Problems and tasks:
(a) In the thread below, which SDK version is the crashing node running?
(b) Please say whether each statement agrees with the thread below, answering yes or no and quoting the deciding words: (i) The return value of dsm_flash_config_load() is still ignored in 3.2.0. (ii) The hexdump of the DSM flash area contains DSM_FLASH_HANDLE_METAINFO. (iii) The recovery page indicates that a defrag failed.

Quoted passage:
* start *

This post is older than 2 years and might not be relevant anymore
More Info: Consider searching for newer posts

Issues with DSM and Access persistent storage

I have a node running with the SDK for Mesh  v3.1.0. It crashes during boot up in restore_addresses_for_model() due to dsm_address_subscription_add_handle() returning NRF_ERROR_NOT_FOUND.

This is because nothing has been restored from flash for DSM.

In mesh_stack_init() the return value from dsm_flash_config_load() is ignored and access_flash_config_load() is called regardless.

    (void) dsm_flash_config_load();
    (void) access_flash_config_load();

Wouldn't it make more sense to erase the access flash area in case the DSM failed to load as access depends on DSM?

dsm_flash_config_load() fails because it can't read the dsm metadata entry. I have no clue into how it could have been lost.

A hexdump of the DSM flash area. It doesn't contain the expected DSM_FLASH_HANDLE_METAINFO. It is however sealed.

:10400000080410100100FFFF02000200010004007C
:1040100006000030000000D68706571C8FA8CCFE93
:104020005B1938489A8CAE00060000500100000071
:1040300090B51101530FB8BA733987CE72F58F411D
:104040000600004000000000E477A7878EC8A8BFE4
:1040500050CD2D0A119EB2FF0200001001C00210C7
:104060000200011002C00A10020002100400011038
:10407000FFFFFF7FFFFFFFFFFFFFFFFFFFFFFFFFD0

The recovery page contains the following, which indicate that a defrag was performed and completed successfully.

:1060000000000000080410100100FFFF0200020061
:10601000FFFF01100200010000800110FFFFFFFFE1
:10602000FFFFFFFFFFFFFFFFFFFFFFFFFFFFFFFF80

bool dsm_flash_config_load(void)
{
    if (!m_flash_is_available)
    {
        return false;
    }
    dsm_flash_entry_metainfo_t metainfo;
    uint32_t metainfo_size = sizeof(metainfo);
    if (flash_manager_entry_read(&m_flash_manager,
                                 DSM_FLASH_HANDLE_METAINFO,
                                 &metainfo,
                                 &metainfo_size) != NRF_SUCCESS)
    {
        return false;
    }

Wouldn't it make sense to call reset_flash_area() if it can't find the metainfo? As the dsm_init() must have created it in case the area was empty?

Thanks.

Parents
  • Hi. 

    I've forwarded this to our Mesh developers. I will get back to you when I receive a response from them. 

    Best regards, 
    Joakim Jakobsen

  • Any update on this? I still see that the return value of dsm_flash_config_load() is ignored in 3.2.0.

  • Hi ,

    Has there been any progress on this internally?

    Thanks.

  • I've debugged this issue for some time now. My theory of why this happens is because the device is reset after the flash manager metadata is written but before the DSM metadata is written.

    The code simply assumes that the presence of the first indicates the presence of the latter which isn't always true.

    The dsm_flash_config_load() tries to readout the DSM metadata, if that fails it simply returns false, which wrongly is ignored by the caller.

    In the beginning there is no access configuration to read back from flash and thus it doesn't fail. Regular operations continues and both DSM and Access data are saved to flash.

* end *

(Stored dataset items)
* start *

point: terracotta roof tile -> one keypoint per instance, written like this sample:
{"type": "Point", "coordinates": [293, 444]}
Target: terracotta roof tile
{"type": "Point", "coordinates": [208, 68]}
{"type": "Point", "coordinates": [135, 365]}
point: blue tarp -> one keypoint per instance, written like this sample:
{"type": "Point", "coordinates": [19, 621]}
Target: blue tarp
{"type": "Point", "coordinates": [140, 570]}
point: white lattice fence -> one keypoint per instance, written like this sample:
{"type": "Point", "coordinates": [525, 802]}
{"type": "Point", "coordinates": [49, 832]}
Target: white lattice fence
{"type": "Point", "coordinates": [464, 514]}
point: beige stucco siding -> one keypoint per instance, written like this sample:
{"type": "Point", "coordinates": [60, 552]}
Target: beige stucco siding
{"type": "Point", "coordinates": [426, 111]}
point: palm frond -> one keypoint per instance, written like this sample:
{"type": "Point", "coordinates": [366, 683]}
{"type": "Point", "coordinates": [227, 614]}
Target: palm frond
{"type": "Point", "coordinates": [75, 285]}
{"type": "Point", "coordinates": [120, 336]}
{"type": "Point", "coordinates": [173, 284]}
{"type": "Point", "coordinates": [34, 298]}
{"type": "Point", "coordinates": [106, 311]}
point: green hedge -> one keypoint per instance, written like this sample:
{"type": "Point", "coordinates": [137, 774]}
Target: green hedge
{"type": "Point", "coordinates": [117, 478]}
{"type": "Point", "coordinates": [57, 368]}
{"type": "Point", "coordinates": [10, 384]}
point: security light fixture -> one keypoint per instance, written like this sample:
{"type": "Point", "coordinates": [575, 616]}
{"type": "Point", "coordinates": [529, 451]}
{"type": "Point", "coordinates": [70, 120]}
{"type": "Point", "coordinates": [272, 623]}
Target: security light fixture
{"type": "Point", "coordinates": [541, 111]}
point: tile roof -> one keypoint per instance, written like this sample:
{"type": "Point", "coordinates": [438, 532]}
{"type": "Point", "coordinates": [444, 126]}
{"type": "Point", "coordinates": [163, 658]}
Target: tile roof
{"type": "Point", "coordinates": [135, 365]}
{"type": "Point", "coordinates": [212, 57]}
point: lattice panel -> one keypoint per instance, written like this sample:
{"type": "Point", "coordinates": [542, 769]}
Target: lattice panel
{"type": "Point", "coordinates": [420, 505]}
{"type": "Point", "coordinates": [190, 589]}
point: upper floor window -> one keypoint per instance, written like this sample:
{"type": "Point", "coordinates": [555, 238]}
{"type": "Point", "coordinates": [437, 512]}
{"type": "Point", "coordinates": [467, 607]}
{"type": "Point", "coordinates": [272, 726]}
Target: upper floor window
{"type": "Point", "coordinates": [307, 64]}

* end *

The answers:
(a) The SDK for Mesh v3.1.0.

(b)
(i) Yes: "I still see that the return value of dsm_flash_config_load() is ignored in 3.2.0."
(ii) No: "It doesn't contain the expected DSM_FLASH_HANDLE_METAINFO."
(iii) No: "which indicate that a defrag was performed and completed successfully."